PROBLEMS »
1. Rewrite the debt-limit email passage from "The email to Boehner" to "email address, firstname.lastname@example.org.", putting "list" in place of "spreadsheet".
2. Carry the report on the anonymous debt-limit emails forward from its final sentence.

DOCUMENT PASSAGE »
BuzzFeed’s John Stanton reports that a number of House Republicans received emails — sent to their internal congressional email addresses, addresses that are extremely difficult to find for non-members — in which an anonymous person threatened to politically ruin members who vote to raise the debt limit. The author first sent the cryptic threats to Speaker John Boehner and Rep. James Lankford, and then forwarded the emails to other members.
The email to Boehner asks him to stop “lying to the American people in re. the debt limit,” arguing (with Forbes and Wall Street Journal opinion page assists) that not raising the debt limit wouldn’t lead to default and widespread economic calamity. The email to Lankford is much more amusingly threatening, saying “see you soon” and then attaching another email from someone named “exposethefrauds” containing a spreadsheet of Republicans who’ve voted to raise the debt limit in the past.
Who could’ve sent these strange emails?
“It’s got to be another member. Probably one of the crazy ones,” said a Republican who had seen the email, which was sent from an anonymous email address, firstname.lastname@example.org.

SUPPLIED MATERIAL »
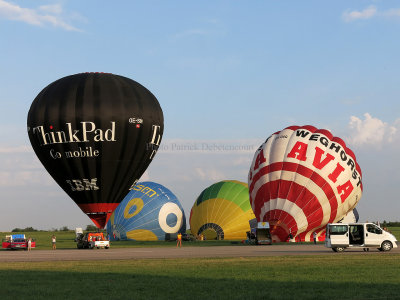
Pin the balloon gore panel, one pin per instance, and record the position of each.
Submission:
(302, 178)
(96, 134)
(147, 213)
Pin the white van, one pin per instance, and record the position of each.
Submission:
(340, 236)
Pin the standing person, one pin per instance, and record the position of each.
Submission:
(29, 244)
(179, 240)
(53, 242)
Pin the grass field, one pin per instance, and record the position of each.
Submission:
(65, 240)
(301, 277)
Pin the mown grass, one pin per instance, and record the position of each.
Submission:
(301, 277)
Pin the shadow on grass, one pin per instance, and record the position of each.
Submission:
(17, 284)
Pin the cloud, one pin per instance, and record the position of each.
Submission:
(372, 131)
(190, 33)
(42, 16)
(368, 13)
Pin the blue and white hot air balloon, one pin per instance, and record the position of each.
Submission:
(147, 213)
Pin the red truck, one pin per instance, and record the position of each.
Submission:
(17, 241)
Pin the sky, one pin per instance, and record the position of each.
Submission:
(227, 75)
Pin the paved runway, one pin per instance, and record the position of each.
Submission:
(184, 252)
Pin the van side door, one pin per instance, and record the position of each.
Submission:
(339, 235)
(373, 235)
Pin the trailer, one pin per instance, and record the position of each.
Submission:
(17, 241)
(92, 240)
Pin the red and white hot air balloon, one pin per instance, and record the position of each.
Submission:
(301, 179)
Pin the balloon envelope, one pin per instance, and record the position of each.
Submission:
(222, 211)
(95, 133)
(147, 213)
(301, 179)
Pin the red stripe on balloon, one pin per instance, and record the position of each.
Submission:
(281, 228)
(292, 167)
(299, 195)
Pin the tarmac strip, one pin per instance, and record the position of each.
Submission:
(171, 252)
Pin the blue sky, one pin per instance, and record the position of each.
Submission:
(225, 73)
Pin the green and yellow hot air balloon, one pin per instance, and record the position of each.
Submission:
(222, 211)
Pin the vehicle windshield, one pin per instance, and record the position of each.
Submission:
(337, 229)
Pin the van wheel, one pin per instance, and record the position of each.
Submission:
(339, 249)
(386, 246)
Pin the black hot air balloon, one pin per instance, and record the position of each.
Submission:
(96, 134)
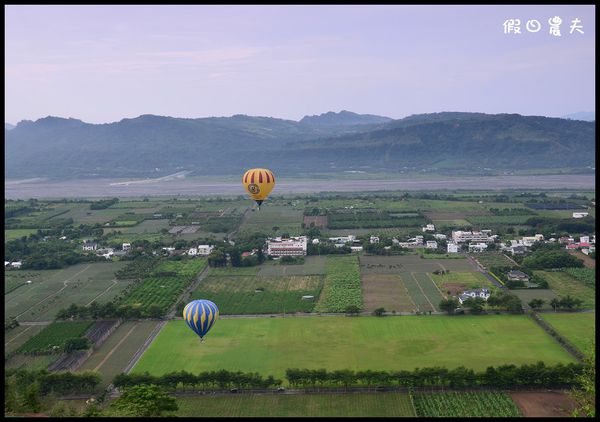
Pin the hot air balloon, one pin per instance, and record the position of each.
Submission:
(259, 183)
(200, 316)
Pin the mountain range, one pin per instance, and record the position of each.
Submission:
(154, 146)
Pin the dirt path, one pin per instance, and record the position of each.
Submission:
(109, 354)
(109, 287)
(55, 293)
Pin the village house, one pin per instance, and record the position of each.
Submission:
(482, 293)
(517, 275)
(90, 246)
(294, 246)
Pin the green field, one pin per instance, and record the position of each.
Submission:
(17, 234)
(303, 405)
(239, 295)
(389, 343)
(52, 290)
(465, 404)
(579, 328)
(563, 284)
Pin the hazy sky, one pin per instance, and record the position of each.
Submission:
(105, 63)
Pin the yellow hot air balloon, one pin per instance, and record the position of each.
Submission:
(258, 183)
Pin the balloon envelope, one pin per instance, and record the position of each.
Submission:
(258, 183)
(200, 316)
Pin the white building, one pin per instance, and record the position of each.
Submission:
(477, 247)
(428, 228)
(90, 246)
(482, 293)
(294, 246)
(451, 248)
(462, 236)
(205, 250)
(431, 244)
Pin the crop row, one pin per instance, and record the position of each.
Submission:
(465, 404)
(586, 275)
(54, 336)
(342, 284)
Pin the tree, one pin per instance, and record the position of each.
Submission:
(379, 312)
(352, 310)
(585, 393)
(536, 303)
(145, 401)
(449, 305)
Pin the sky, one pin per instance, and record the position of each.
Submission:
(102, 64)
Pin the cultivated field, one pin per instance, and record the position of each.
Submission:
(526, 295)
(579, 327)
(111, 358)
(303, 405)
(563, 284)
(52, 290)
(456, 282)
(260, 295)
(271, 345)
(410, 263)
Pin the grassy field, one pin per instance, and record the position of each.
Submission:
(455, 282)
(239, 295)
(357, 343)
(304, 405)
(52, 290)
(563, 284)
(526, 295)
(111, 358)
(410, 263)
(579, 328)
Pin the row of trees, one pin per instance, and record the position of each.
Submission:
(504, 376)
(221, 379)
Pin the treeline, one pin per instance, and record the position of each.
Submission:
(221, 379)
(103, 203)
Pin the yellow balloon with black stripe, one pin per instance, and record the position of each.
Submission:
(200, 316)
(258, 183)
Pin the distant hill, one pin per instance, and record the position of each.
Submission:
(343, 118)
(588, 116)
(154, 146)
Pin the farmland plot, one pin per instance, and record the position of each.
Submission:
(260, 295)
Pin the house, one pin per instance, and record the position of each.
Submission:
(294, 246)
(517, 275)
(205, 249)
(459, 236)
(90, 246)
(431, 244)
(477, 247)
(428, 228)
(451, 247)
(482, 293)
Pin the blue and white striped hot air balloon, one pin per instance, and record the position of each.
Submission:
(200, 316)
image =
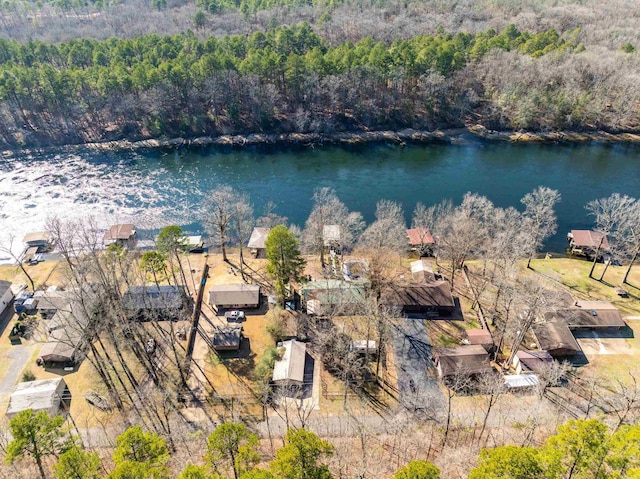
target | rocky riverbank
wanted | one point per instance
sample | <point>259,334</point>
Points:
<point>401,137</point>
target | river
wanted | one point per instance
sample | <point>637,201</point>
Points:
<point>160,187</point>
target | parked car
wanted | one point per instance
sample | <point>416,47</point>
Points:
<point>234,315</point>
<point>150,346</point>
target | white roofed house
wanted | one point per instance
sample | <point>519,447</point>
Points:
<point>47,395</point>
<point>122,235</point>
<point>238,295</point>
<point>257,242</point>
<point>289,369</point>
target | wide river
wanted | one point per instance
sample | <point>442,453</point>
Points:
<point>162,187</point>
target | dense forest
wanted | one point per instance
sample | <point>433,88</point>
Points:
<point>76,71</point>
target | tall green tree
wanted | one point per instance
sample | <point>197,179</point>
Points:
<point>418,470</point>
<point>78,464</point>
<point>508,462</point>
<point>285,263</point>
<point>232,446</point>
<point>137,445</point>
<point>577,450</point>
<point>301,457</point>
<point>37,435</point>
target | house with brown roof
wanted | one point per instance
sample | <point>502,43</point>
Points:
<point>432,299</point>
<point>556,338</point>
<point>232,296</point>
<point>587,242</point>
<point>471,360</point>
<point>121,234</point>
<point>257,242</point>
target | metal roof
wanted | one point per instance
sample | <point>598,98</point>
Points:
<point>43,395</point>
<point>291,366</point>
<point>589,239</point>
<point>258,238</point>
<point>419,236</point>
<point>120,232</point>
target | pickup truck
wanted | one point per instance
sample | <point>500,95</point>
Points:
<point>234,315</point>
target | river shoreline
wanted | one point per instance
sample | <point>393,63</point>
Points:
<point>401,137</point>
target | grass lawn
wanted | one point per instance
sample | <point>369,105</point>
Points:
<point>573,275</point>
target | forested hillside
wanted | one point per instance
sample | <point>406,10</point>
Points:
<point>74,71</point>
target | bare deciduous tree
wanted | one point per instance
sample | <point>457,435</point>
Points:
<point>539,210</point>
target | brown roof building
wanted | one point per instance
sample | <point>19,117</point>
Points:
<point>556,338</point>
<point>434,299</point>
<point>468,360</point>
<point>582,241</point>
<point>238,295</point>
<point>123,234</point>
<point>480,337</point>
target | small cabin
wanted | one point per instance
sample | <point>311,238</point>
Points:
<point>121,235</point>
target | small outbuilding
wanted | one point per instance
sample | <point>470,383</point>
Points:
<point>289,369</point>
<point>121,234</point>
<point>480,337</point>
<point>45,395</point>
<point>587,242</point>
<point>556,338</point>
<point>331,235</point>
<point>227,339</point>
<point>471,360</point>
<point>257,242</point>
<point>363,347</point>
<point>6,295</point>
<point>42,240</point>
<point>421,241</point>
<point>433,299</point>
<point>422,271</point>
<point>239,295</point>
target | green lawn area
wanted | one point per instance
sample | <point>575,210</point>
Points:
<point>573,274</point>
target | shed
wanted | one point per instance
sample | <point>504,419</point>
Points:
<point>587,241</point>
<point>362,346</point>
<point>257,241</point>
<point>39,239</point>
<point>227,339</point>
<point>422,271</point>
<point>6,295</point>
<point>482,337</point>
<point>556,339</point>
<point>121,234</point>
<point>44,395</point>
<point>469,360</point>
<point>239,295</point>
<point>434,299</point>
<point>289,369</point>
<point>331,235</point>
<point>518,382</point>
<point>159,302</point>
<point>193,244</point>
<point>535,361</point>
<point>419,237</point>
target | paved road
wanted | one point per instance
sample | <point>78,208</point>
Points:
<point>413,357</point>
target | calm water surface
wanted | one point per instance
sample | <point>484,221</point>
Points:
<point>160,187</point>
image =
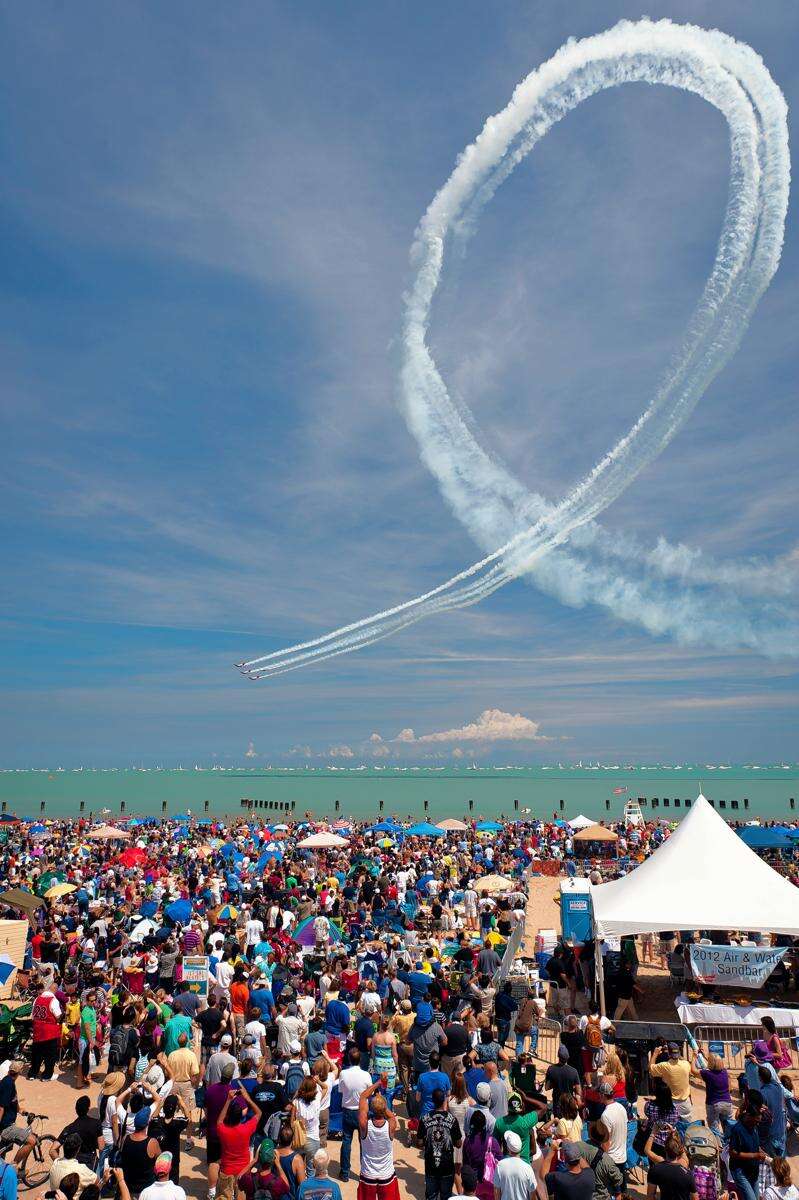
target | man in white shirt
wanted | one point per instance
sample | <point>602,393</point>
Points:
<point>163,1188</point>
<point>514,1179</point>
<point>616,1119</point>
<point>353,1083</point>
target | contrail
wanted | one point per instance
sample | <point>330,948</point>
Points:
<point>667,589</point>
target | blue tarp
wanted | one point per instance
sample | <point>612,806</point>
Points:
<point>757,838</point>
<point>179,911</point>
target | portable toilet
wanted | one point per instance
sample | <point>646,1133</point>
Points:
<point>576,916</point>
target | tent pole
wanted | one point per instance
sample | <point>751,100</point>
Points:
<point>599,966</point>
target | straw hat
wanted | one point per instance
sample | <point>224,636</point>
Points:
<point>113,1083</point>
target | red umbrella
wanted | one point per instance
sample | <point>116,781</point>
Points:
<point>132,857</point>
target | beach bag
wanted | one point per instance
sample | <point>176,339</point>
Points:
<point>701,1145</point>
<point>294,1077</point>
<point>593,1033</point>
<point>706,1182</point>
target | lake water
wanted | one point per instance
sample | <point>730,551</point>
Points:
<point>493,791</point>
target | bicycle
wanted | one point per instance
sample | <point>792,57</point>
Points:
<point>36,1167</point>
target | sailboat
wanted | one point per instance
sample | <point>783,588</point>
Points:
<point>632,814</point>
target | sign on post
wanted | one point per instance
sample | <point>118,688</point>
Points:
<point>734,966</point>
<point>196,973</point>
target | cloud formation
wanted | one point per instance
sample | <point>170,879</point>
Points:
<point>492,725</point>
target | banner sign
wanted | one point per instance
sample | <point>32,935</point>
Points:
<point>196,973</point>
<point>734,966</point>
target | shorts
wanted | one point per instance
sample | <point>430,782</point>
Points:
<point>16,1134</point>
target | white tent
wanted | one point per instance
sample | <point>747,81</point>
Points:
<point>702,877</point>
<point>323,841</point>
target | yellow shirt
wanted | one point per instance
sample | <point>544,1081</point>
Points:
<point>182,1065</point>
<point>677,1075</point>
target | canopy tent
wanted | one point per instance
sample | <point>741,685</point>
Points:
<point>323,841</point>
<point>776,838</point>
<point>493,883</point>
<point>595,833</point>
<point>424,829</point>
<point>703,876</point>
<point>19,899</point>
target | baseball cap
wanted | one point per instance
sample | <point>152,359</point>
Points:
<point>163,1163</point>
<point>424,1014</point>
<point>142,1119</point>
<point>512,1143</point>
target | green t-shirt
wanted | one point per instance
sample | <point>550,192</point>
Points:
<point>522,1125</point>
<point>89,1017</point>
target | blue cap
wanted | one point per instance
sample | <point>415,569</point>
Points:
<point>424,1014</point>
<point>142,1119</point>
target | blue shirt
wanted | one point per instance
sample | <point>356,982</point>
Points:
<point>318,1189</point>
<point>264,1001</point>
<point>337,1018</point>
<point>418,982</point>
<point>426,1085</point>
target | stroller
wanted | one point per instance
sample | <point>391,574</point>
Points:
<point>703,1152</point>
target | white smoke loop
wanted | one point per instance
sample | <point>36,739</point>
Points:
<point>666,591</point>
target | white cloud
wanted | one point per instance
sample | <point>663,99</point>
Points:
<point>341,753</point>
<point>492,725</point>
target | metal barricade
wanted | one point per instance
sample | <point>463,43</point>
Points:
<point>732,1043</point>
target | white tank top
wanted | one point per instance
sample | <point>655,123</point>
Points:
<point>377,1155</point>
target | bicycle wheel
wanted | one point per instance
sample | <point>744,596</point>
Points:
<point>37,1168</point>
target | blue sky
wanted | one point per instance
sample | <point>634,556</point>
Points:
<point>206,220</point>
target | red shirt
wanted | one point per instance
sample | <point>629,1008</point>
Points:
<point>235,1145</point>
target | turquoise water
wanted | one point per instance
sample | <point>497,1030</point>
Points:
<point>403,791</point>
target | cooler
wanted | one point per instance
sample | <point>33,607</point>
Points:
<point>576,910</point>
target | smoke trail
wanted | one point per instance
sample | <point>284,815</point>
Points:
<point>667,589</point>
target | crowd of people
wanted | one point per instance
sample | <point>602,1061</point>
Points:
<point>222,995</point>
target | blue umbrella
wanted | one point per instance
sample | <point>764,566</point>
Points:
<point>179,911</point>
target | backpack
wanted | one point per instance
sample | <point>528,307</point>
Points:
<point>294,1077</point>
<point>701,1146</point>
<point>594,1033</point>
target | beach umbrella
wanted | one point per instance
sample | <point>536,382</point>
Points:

OUTPUTS FOR THE TASKS »
1.
The email to Boehner asks him to stop “lying to the American people in re. the debt limit,” arguing (with Forbes and Wall Street Journal opinion page assists) that not raising the debt limit wouldn’t lead to default and widespread economic calamity. The email to Lankford is much more amusingly threatening, saying “see you soon” and then attaching another email from someone named “exposethefrauds” containing a list of Republicans who’ve voted to raise the debt limit in the past.
Who could’ve sent these strange emails?
“It’s got to be another member. Probably one of the crazy ones,” said a Republican who had seen the email, which was sent from an anonymous email address, firstname.lastname@example.org.

2.
Yes, Republicans also think of certain other Republicans as “the crazy ones.” No, those Republicans do not generally have policy beliefs that differ significantly from those of the crazy ones. One issue that does divide them, though, is the debt ceiling. “Sane” Republicans exploit the regular mandatory debt ceiling vote by falsely claiming that raising it incurs additional debt, while understanding that raising the limit is necessary. “The crazy ones,” though, genuinely believe that not raising the debt limit wouldn’t end up causing an economic catastrophe, or that somehow causing that catastrophe is necessary in order to finally shrink our bloated federal government.
What makes “the crazy ones” crazy, in fact, is that they genuinely believe the cynical lies — about government debt, global warming, taxes, healthcare, immigration, Democratic Party fiscal policies and so on — that the non-crazy ones have been feeding the rubes for years.
Here, then, is another consequence of encouraging a bit of paranoid conspiratorial delusion and fiscal magical thinking among your base for decades: The crazy letters are coming from inside the House. Various people on the inside now actually believe these formerly convenient fictions! If the emails didn’t come directly from a member, they were most likely sent from someone who got the list of internal email addresses from a member.
So who was it?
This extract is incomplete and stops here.